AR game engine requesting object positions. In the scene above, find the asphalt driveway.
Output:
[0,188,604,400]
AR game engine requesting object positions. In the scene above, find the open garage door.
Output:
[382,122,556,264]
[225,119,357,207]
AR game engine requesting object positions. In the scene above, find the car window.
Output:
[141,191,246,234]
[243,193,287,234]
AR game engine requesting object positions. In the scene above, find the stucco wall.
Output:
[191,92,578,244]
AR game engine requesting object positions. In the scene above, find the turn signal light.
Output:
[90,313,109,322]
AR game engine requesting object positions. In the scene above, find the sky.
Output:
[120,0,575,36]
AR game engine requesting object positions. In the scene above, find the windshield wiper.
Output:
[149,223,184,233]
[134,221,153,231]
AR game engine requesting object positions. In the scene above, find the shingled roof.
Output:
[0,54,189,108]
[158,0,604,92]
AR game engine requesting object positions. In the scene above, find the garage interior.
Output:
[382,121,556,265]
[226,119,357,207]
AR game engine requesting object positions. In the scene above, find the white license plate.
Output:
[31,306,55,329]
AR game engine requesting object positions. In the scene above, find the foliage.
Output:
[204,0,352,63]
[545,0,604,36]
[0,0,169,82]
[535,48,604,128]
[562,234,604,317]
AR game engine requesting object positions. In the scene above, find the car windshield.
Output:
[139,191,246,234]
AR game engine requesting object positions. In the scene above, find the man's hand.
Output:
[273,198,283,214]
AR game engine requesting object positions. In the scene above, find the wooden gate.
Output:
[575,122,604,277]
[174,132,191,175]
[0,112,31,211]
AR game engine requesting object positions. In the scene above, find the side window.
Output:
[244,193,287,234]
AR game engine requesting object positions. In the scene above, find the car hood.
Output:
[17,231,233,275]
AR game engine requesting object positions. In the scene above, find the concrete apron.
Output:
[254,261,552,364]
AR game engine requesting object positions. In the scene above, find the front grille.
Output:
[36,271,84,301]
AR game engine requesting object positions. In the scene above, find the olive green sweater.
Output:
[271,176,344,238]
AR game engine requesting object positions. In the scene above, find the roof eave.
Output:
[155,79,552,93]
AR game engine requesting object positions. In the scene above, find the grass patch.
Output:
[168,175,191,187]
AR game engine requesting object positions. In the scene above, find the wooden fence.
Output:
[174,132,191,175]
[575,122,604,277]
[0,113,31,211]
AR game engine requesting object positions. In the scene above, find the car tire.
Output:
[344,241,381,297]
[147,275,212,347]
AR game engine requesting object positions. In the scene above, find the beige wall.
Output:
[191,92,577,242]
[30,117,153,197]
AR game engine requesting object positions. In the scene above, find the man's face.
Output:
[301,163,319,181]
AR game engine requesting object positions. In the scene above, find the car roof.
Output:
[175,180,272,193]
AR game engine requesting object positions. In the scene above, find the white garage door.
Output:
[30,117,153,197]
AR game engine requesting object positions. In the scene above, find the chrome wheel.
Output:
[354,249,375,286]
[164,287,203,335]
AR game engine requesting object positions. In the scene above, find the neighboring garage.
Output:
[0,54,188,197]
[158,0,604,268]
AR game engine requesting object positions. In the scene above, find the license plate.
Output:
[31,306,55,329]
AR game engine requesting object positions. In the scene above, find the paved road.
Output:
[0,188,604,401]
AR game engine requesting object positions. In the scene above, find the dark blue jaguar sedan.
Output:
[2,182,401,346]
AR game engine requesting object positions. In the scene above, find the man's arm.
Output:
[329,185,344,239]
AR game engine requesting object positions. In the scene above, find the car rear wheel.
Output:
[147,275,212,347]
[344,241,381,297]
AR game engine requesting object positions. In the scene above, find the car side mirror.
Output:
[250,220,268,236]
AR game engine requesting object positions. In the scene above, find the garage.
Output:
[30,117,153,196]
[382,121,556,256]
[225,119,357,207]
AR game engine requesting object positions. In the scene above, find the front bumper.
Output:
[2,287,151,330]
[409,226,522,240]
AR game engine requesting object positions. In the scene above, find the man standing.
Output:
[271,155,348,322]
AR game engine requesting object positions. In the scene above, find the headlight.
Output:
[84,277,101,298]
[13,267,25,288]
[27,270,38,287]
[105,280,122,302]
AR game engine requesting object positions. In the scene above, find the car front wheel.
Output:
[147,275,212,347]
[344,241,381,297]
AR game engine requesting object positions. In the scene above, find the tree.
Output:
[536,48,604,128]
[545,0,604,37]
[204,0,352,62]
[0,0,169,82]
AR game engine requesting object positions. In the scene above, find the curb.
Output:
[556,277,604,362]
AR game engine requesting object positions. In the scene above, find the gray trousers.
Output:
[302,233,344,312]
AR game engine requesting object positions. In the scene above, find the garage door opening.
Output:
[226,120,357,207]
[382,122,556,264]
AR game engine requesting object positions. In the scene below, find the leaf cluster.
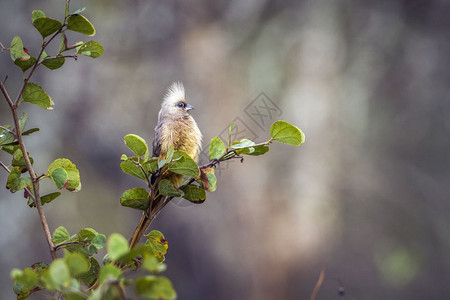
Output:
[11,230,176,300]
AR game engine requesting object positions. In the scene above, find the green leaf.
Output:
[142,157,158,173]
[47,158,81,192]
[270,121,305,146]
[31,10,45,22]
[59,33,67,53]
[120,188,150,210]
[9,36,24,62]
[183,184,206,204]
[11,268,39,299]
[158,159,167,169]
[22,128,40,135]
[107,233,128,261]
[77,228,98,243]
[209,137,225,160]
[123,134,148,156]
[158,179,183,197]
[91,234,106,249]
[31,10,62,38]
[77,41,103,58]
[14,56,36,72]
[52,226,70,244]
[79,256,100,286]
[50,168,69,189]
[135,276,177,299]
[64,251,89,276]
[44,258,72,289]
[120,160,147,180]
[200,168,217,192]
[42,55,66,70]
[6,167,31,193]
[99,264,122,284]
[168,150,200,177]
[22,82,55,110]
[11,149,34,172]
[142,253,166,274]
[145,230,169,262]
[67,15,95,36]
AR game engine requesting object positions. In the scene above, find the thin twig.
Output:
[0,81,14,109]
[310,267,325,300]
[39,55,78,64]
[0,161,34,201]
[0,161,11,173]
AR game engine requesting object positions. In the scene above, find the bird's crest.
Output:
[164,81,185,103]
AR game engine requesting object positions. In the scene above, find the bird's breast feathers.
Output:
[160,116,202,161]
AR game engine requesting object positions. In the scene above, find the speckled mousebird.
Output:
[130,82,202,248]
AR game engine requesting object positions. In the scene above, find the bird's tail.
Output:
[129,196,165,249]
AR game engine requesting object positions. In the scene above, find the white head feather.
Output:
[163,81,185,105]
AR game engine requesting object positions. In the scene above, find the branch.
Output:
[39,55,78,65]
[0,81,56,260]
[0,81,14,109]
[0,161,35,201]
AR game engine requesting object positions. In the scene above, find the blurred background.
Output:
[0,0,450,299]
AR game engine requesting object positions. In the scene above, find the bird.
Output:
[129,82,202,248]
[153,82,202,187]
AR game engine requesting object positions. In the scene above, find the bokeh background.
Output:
==========
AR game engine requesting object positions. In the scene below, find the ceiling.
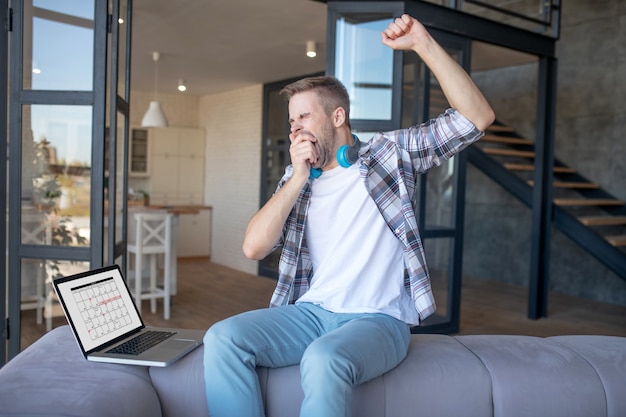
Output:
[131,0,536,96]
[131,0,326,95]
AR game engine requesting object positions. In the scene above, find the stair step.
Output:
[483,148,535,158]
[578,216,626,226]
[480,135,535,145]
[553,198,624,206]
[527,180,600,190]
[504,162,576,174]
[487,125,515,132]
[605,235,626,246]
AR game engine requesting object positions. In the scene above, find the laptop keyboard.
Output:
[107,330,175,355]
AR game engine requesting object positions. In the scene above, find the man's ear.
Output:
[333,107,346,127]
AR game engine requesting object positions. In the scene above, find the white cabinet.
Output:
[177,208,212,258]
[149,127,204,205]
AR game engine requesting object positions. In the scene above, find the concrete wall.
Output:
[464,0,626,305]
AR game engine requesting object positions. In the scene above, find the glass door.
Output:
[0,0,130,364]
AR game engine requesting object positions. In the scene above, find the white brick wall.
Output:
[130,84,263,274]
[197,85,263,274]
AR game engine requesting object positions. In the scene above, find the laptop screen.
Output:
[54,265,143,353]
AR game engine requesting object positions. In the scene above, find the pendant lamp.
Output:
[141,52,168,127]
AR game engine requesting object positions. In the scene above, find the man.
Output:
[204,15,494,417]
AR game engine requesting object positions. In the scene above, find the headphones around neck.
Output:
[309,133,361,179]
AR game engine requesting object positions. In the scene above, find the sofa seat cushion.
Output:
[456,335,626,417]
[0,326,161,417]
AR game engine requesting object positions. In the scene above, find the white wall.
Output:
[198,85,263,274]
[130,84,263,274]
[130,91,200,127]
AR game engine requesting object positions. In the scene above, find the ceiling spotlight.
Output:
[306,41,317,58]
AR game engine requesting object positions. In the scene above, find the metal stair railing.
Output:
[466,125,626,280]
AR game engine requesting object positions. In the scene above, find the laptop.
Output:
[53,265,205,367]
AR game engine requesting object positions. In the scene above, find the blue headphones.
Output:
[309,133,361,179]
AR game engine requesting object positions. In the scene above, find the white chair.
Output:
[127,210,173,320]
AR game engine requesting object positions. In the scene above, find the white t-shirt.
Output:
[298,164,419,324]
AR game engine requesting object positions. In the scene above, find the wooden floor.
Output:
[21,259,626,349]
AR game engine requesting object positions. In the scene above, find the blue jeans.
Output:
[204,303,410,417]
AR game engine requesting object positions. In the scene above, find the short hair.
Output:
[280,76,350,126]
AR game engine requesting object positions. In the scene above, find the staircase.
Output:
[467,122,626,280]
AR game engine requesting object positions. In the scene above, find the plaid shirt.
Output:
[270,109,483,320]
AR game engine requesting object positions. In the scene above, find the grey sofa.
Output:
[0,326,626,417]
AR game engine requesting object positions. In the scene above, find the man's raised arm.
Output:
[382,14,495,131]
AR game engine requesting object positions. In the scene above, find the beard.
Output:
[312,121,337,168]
==========
■ Brief:
Rewrite the records between the line holding "find the foliage." and the line holding "[273,198,283,214]", inclusive, swapping "foliage" for "greenery" and leaving everything else as it is.

■ Correct result:
AR game engine requesting object positions. In the scene above, find the greenery.
Output:
[204,0,352,63]
[545,0,604,36]
[0,0,169,82]
[535,48,604,128]
[562,234,604,317]
AR game engine requesting object positions. In the scene above, find the car windshield.
Output:
[139,191,246,234]
AR game engine requesting object positions. In the scene above, find the man's hand.
Output:
[273,198,283,214]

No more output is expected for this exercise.